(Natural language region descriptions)
################

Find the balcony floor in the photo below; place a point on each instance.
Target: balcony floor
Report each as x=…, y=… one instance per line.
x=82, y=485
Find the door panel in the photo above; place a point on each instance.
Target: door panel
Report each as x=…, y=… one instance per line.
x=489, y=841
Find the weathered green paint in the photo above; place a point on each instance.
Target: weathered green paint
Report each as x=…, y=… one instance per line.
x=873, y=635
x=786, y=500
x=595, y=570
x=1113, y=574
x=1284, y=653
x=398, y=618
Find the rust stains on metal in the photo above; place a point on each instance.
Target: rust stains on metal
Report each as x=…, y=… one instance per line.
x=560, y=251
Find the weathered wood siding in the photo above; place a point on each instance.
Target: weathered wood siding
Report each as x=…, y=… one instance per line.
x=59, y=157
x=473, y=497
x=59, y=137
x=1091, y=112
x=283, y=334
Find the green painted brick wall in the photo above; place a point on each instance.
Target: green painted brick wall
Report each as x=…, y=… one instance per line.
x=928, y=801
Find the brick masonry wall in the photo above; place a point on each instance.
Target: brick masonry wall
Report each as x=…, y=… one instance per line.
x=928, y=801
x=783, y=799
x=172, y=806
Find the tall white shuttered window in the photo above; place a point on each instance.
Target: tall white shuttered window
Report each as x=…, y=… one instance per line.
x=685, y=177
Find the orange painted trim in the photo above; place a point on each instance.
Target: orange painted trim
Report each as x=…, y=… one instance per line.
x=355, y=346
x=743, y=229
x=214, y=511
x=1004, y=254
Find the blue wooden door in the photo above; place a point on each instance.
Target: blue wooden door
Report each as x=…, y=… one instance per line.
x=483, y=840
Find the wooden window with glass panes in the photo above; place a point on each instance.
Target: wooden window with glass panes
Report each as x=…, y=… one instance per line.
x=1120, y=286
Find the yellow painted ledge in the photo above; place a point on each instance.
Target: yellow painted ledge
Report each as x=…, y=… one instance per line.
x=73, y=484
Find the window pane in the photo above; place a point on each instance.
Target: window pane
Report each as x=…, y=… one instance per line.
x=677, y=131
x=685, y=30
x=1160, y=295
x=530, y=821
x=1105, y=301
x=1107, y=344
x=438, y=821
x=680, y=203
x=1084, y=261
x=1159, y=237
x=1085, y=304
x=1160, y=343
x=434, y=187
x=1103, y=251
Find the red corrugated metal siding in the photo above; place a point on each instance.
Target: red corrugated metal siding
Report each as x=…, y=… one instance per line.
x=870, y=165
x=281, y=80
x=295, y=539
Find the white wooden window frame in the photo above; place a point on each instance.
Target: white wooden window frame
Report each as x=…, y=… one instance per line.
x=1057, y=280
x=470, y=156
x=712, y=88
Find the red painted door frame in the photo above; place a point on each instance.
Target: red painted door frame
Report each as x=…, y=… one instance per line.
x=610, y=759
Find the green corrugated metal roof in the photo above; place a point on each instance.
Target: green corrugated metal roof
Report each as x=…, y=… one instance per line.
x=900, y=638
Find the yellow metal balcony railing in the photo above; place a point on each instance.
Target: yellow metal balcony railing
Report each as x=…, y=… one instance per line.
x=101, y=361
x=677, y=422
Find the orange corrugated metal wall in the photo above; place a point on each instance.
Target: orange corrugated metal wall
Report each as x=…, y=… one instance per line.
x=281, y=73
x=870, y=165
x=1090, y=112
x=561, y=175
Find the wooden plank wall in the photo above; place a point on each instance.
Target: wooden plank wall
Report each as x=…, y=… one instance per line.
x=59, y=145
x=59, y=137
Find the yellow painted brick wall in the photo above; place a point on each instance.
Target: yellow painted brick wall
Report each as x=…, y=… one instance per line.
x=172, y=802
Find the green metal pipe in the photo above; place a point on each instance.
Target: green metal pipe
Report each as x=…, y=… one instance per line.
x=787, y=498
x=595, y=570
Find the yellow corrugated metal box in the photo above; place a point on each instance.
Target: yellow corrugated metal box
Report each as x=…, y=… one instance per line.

################

Directions for this task -> With the line containing "Find the green painted" as the last one, please set down exactly the lines of the records above from their very first line, and nothing more.

Task solution ->
Find the balcony floor in the photo below; place a point on each instance.
Target: balcony floor
Report each as x=…, y=… one instance per line.
x=82, y=485
Find the door panel in the photo above; place a point on each instance.
Target: door panel
Report each as x=…, y=… one instance per line.
x=489, y=841
Find the weathered green paint in the photo above; place a point on each instance.
Target: weathered green paint
Report each as x=…, y=… one instance per line.
x=873, y=635
x=786, y=500
x=595, y=570
x=1113, y=574
x=1284, y=653
x=398, y=618
Find the rust stains on metal in the photo above; place a point on each instance.
Target: rust stains on metal
Report each as x=…, y=… one instance per line.
x=560, y=251
Find the weathered wood siding in the photo above; place a point on each instance.
Target: weathered wood siding
Report each as x=…, y=… one instance per line.
x=59, y=157
x=473, y=497
x=59, y=137
x=1091, y=112
x=283, y=334
Find the green painted brick wall in the photo above; place a point on each instance.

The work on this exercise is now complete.